■ **Exercise instructions**:
a. In the post on telling young siblings about a pregnancy, how old was the first daughter when she learned about baby #2?
b. Pick up the post on telling young siblings about a pregnancy after its final sentence and keep going.

■ **Extracted text**:
┄┄┄┄┄┄
A Baby on Board: When and How to Share with Siblings

A lot of parents wonder when the best time to share a pregnancy with their young children is.  For me, it’s always been right away.  There are a few main reasons people use when they say it’s better to wait but I personally believe the concerns people have are actually reasons to share sooner.  Here are my thoughts on it:

What if I have a miscarriage, how do I explain that to my child?  Won’t you have to explain it anyways?  Children pick up on when their parents are sad so unless you’re going to hide your extreme sadness and grief in the event of a miscarriage, I personally think it would be easier to explain the concept of a miscarriage after to a child who's already been introduced to the concept of a new baby rather than trying to explain both at the same time.

Hannah Kiss

Young children don’t really understand anyways so there’s no hurry.  That one is a complete lie and misunderstanding of young children.  We told my first daughter I was pregnant with #2 when she was only 15 months old (and I was only 4 weeks along).  Every morning when we woke up I would say “Honeybun, there’s a baby in Mommy’s tummy!”  She understood when the baby was making me sick and when we went in for the ultrasound she understood what she was supposed to be seeing.  At the ultrasound for baby #3, she was naming parts on the ultrasound before I could, “Mommy, that’s the baby’s arm!”

9 months is an eternity for children to wait so why rush it?  I’ve found the more time you have to talk about the new baby the better.  Children process and absorb things at different paces, something as abstract as a new baby takes time to understand so allowing the child to have time to think about it and ask questions is really helpful.  By the time my scond daughter arrived,  my first was so excited to see her baby sister we never had a problem with rivalry or attention because the baby had already been a real part of our lives for 8+ months.
┄┄┄┄┄┄
■ **Data extract**:
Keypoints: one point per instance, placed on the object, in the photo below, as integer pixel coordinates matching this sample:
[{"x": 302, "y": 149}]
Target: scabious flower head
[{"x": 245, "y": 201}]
┄┄┄┄┄┄
■ **Answers provided**:
a. She was 15 months old.

b.
Children don't understand time and won't understand what is taking so long.  This is true, but for me the excitement outweighed the constant “is your baby coming out now?” questions and I just use those as opportunities to discuss the baby's growth and devloplement and our future with the baby.  We looked through books with pictures of growing babies and talked about what life will be like.  I asked my girls questions like “what do you want to do with the baby when it comes out?”  and “what kind of things do you think the baby will like/need?”

SONY DSC

I'm afraid my child will be upset by the news, s/he's been the baby for so long!  How you deliver any news about the baby is key in how your child reacts.  If you always talk about the baby joyously and lovingly, it’s likely your children will be excited too.  Likewise, if you deliver the news hesitantly, weary of their reaction, there’s a good chance they’ll pick up on your apprehension and think it’s a bad thing and will react accordingly.  Of course when talking about the realities of a baby such as the crying and how much time and attention the baby will need it’s okay to be serious, but I always try to put a positive spin on everything and stay upbeat and always talk about the fun things about babies too.

I’ve also found the more often you talk about it the more excited the kids will be and the more likely they will be ready for the baby when s/he arrives.  When I was pregnant with #3, the baby came up all the time and my girls asked tons of questions and I always answered truthfully.  My girls already knew pretty much everything about the baby inside and how it was going to get out.  Older kids may also ask how the baby got in there also but luckily that was never an issue for us.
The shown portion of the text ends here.